Problem details =>
The records below must be output exactly, without pictures.

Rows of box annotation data
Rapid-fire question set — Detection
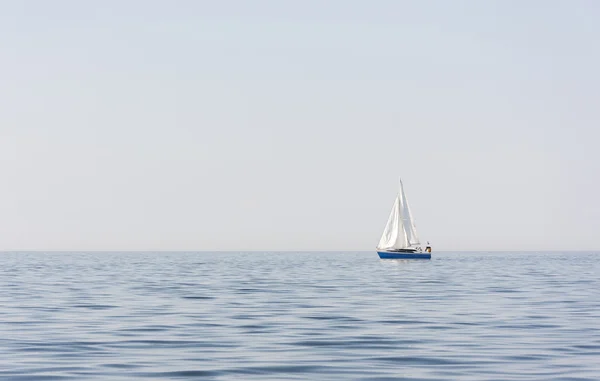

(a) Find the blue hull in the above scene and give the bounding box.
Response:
[377,251,431,259]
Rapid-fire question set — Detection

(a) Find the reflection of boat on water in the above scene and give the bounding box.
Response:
[377,180,431,259]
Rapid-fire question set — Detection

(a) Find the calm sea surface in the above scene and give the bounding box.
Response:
[0,252,600,381]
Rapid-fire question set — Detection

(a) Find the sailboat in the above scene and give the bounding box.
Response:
[377,180,431,259]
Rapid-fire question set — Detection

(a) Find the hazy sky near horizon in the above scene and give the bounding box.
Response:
[0,0,600,250]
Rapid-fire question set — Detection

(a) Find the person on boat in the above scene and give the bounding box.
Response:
[425,241,431,253]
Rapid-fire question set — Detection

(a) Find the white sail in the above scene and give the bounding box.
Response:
[400,180,421,246]
[377,181,419,250]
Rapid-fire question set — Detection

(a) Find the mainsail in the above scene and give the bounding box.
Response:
[377,180,420,250]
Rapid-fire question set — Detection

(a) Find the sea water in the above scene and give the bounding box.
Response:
[0,251,600,380]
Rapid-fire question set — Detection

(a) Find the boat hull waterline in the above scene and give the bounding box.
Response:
[377,250,431,259]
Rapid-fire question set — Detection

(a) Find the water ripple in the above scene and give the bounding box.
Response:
[0,252,600,381]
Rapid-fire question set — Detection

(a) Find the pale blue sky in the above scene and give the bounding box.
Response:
[0,0,600,250]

Complete response =>
Rapid-fire question set — Detection

(a) Find the blue hull in the above scene and give the bounding box.
Response:
[377,251,431,259]
Rapid-fire question set — Detection

(a) Find the reflection of boat on water in the above scene and give the bounding box.
Response:
[377,180,431,259]
Rapid-fire question set — Detection

(a) Find the calm sea surface in the above scene and give the bounding box.
Response:
[0,252,600,381]
Rapid-fire question set — Detection

(a) Find the sailboat in the above scene and give the bounding box.
Response:
[377,180,431,259]
Rapid-fire question set — Detection

(a) Find the hazy sky near horizon in the above scene and give the bounding box.
Response:
[0,0,600,250]
Rapid-fire question set — Detection

(a) Find the person on boat in the above scene and give the bounding box.
Response:
[425,241,431,253]
Rapid-fire question set — Detection

(a) Find the white sail in the above scene and give the bounding box.
Response:
[400,180,421,246]
[377,181,419,250]
Rapid-fire question set — Detection

(a) Find the mainsail in the above scene and give the bounding box.
Response:
[377,180,420,250]
Rapid-fire question set — Detection

(a) Find the sea water in the above scene and give the bounding box.
Response:
[0,251,600,380]
Rapid-fire question set — Detection

(a) Find the boat hull waterline in the above scene and give the bounding box.
Response:
[377,250,431,259]
Rapid-fire question set — Detection

(a) Find the water ripple in the above scene and give the bounding box.
Response:
[0,252,600,381]
Rapid-fire question set — Detection

(a) Find the pale blue sky in the above scene and give the bounding box.
Response:
[0,0,600,250]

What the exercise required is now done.